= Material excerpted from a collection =
━━━━━━

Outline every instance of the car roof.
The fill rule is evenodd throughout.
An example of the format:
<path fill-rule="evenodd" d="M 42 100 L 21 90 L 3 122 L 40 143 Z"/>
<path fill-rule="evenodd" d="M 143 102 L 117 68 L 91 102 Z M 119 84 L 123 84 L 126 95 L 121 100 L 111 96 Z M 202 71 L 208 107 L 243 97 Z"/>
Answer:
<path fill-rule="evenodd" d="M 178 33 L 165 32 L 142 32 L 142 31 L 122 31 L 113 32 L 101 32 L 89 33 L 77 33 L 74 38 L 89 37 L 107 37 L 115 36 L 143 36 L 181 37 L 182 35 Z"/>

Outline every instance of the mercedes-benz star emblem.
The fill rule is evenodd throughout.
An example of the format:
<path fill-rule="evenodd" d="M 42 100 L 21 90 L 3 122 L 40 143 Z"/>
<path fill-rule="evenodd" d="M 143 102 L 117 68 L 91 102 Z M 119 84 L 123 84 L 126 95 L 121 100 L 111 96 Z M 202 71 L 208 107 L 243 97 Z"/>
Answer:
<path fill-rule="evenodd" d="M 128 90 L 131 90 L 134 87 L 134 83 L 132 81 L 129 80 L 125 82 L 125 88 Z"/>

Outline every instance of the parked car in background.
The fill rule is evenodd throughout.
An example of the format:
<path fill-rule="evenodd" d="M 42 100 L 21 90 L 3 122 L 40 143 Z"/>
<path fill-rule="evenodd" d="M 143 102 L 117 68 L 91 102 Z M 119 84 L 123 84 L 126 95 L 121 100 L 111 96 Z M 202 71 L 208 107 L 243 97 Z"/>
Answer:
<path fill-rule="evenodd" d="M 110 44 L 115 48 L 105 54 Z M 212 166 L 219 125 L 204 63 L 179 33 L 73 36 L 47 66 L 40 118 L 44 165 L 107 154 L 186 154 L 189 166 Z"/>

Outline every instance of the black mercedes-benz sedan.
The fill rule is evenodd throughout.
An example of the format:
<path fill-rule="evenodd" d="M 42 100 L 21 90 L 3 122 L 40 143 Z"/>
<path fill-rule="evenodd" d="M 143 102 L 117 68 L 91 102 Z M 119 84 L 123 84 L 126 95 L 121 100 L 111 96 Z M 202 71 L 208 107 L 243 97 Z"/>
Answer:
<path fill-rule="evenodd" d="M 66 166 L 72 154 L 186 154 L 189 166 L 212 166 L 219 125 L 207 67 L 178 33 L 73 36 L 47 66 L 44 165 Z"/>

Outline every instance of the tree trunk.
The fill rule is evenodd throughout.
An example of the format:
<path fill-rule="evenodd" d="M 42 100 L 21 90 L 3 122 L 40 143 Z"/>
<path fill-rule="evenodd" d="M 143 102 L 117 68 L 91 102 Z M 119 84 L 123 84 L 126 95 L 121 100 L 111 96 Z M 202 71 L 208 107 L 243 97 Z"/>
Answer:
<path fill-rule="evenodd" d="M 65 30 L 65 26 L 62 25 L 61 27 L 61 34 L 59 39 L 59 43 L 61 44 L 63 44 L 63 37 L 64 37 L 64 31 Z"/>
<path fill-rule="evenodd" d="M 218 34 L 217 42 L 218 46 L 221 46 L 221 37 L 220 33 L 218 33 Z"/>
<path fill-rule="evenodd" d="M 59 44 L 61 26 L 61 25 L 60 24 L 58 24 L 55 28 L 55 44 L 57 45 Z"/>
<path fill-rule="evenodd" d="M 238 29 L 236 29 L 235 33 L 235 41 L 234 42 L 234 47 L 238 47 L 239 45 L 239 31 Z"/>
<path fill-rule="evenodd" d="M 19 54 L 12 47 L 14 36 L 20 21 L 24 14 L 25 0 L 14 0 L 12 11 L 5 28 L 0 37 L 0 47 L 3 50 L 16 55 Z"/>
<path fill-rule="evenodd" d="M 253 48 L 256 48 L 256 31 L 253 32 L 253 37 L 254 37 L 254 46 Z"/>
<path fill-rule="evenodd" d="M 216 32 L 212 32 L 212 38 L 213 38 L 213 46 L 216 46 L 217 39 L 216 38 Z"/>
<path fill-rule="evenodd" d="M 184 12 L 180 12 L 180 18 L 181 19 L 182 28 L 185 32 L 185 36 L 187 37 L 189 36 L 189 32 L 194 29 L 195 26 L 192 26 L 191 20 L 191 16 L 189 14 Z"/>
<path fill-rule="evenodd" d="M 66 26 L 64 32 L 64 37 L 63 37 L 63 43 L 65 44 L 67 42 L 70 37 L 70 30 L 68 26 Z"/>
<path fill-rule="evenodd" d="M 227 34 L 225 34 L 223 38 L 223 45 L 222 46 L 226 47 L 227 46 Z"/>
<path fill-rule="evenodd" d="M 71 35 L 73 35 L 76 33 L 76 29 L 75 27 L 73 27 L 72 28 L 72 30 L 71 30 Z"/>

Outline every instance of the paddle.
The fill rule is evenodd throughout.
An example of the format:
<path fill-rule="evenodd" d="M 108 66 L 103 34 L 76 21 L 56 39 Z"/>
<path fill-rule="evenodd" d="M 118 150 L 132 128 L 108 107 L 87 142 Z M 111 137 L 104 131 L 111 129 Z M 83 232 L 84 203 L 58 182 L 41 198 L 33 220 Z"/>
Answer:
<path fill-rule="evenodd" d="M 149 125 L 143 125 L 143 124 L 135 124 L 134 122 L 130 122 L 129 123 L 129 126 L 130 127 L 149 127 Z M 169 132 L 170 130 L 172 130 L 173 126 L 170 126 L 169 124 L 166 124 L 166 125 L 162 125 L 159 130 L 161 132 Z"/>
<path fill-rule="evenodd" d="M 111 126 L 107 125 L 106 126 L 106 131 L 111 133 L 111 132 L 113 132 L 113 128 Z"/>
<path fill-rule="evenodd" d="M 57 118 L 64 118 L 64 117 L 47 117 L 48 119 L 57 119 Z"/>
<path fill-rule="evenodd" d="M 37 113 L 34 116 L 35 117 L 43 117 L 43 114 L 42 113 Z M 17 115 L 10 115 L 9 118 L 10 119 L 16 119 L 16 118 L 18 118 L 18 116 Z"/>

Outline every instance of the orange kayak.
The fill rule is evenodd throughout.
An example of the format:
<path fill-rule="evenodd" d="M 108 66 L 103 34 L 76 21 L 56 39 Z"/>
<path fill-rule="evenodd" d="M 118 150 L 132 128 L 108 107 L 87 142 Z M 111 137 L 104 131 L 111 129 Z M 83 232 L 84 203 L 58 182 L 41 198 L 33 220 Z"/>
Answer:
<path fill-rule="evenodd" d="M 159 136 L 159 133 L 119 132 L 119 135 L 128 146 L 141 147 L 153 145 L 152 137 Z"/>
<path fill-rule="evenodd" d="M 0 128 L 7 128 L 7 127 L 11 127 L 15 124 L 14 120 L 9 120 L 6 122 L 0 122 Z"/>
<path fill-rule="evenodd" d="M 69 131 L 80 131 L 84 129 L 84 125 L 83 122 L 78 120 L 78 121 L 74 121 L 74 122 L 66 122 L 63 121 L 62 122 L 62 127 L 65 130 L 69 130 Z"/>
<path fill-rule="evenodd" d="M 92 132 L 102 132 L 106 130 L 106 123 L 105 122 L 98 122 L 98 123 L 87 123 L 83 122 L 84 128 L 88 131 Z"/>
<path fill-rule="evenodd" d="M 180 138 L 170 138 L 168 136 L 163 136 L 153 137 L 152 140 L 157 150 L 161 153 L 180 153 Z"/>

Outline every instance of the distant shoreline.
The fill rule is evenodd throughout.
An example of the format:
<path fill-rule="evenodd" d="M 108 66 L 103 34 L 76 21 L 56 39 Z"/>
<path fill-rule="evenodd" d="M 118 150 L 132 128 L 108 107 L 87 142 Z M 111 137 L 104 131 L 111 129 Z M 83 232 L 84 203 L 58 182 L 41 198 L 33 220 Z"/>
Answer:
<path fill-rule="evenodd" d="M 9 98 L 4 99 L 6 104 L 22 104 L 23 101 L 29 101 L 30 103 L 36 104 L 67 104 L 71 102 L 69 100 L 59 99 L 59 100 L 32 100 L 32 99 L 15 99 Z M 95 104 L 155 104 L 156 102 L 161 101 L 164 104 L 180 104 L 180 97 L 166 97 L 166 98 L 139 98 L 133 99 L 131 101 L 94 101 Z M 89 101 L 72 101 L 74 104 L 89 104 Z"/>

━━━━━━

= TASK STATEMENT =
Arrange the material between the lines holding "Outline every instance of the mercedes-benz" and "66 166 L 72", inclusive, as a two-column CSV with the headers "instruction" and "outline". Each row should pair the text leading up to an answer with that answer, each in its own quoted field, with line breaks replaced by spaces.

= CORRECT RESULT =
instruction,outline
"Outline every instance of the mercedes-benz star emblem. The fill rule is evenodd throughout. An example of the format: <path fill-rule=""evenodd"" d=""M 42 100 L 21 90 L 3 122 L 40 143 Z""/> <path fill-rule=""evenodd"" d=""M 143 102 L 117 68 L 91 102 Z M 119 84 L 123 84 L 126 95 L 121 100 L 111 96 Z M 202 71 L 208 107 L 243 97 Z""/> Answer:","<path fill-rule=""evenodd"" d=""M 128 90 L 131 90 L 134 87 L 134 83 L 132 81 L 129 80 L 125 82 L 125 88 Z""/>"
"Outline every instance of the parked car in background. The fill rule is evenodd throughout. An example of the format: <path fill-rule=""evenodd"" d=""M 42 100 L 21 90 L 3 122 L 40 143 Z""/> <path fill-rule=""evenodd"" d=""M 143 102 L 117 68 L 91 102 Z M 119 84 L 123 84 L 126 95 L 121 100 L 111 96 Z M 202 71 L 208 107 L 243 97 Z""/> Answer:","<path fill-rule=""evenodd"" d=""M 110 44 L 115 48 L 105 54 Z M 212 166 L 219 125 L 204 63 L 179 33 L 73 36 L 47 66 L 40 118 L 44 165 L 107 154 L 186 154 L 189 166 Z""/>"
"Outline every instance of the black mercedes-benz sedan. The fill rule is evenodd throughout. An example of the format: <path fill-rule=""evenodd"" d=""M 42 100 L 21 90 L 3 122 L 40 143 Z""/> <path fill-rule=""evenodd"" d=""M 143 102 L 117 68 L 91 102 Z M 119 84 L 123 84 L 126 95 L 121 100 L 111 96 Z M 202 71 L 208 107 L 243 97 Z""/> Answer:","<path fill-rule=""evenodd"" d=""M 66 166 L 72 154 L 186 154 L 189 166 L 212 166 L 219 125 L 207 67 L 178 33 L 73 36 L 47 66 L 44 165 Z""/>"